──────── MATERIALS PROVIDED

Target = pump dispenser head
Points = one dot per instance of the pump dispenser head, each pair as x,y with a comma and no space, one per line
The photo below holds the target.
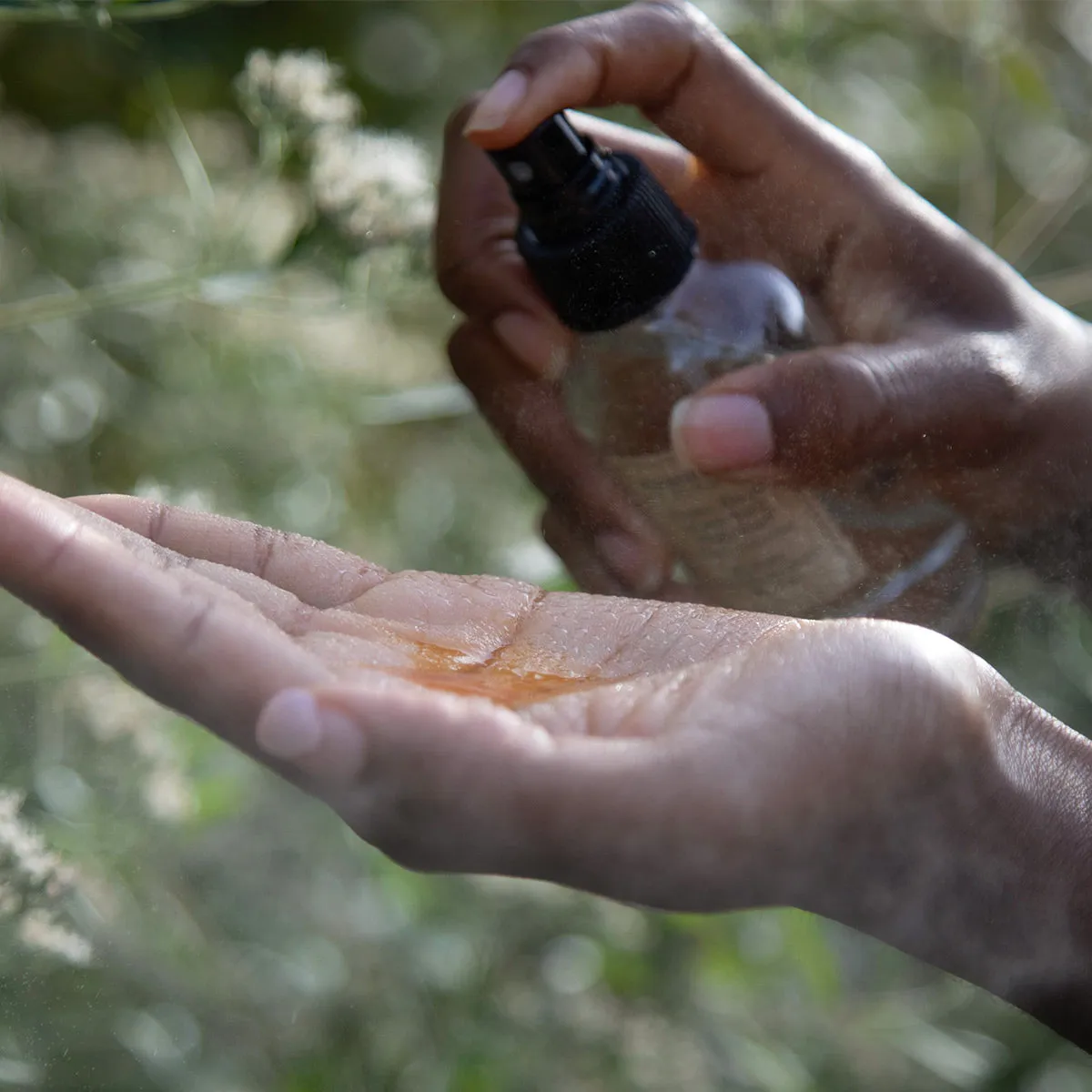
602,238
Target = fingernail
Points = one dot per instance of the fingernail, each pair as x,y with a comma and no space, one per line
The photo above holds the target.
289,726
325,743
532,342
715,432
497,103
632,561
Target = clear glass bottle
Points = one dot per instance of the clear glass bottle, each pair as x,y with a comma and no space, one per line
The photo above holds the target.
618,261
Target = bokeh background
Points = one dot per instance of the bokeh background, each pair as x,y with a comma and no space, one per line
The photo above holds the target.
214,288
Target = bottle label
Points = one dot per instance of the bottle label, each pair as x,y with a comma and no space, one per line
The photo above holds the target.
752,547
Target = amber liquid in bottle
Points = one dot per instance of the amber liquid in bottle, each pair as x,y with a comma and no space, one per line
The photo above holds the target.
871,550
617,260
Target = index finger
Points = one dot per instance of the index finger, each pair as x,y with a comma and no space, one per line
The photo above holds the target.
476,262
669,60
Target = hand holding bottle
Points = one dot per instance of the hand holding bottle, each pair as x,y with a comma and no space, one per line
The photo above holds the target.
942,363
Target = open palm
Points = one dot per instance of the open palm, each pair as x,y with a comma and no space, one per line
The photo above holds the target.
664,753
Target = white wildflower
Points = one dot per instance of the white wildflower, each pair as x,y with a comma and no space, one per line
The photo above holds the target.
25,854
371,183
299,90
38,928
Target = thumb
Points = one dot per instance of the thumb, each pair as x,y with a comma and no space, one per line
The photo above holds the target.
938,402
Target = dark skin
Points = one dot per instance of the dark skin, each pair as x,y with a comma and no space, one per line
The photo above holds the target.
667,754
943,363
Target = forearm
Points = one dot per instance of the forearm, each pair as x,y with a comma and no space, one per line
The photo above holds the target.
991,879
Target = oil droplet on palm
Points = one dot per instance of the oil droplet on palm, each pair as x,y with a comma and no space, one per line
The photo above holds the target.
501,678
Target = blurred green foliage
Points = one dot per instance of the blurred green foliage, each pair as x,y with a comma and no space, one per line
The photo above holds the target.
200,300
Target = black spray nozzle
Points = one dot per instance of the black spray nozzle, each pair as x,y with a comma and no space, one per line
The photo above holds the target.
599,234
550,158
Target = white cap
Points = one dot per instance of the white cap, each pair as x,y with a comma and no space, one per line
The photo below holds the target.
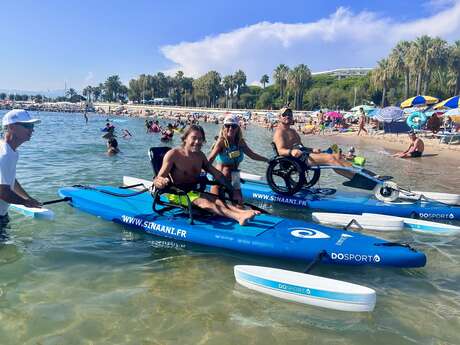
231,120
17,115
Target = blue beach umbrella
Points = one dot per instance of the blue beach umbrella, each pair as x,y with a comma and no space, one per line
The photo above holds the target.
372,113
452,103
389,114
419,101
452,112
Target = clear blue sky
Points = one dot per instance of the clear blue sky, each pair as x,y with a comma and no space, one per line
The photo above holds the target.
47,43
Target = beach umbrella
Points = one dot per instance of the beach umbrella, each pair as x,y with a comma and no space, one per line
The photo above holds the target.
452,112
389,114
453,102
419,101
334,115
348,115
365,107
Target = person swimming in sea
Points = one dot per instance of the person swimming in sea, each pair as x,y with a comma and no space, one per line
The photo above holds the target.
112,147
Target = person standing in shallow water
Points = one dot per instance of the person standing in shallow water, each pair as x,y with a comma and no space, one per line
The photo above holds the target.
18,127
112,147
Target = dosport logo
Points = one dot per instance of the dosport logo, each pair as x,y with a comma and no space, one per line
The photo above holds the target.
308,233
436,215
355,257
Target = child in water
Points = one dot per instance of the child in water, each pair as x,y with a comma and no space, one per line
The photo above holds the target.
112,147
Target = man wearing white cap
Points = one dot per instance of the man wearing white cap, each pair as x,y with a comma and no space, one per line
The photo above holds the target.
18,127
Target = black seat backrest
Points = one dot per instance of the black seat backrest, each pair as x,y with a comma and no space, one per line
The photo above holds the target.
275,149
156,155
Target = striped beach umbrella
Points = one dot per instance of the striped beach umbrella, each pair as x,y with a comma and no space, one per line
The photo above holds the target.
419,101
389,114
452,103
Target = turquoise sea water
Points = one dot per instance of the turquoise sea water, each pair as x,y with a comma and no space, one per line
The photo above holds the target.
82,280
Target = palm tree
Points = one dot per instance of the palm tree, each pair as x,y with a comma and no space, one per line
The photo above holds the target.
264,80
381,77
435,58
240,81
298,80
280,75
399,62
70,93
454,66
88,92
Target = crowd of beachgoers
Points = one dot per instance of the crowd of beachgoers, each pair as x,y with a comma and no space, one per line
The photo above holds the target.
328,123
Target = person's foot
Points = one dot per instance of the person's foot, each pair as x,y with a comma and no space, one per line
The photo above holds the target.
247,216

────────────────

Reproduce the records above from their first line to the line bearing "Points = one dot per instance of the clear glass", both ends included, leaving every picture out.

▸ **WRITTEN REPLY**
Target = pump dispenser head
Points = one dot per instance of the pump dispenser head, each pair as x,y with a comma and no space, one per line
The photo below holds the target.
602,238
Target = fingernail
Points = one dot per instance of the fingernail, each pair as x,y with a comma and no space, one per line
The photo above holds the target.
289,726
325,743
532,342
715,432
497,103
632,561
Target = clear glass bottle
Points = one dot per instance of the clear glass bottle, each pair as x,y with a comma and no space, one per line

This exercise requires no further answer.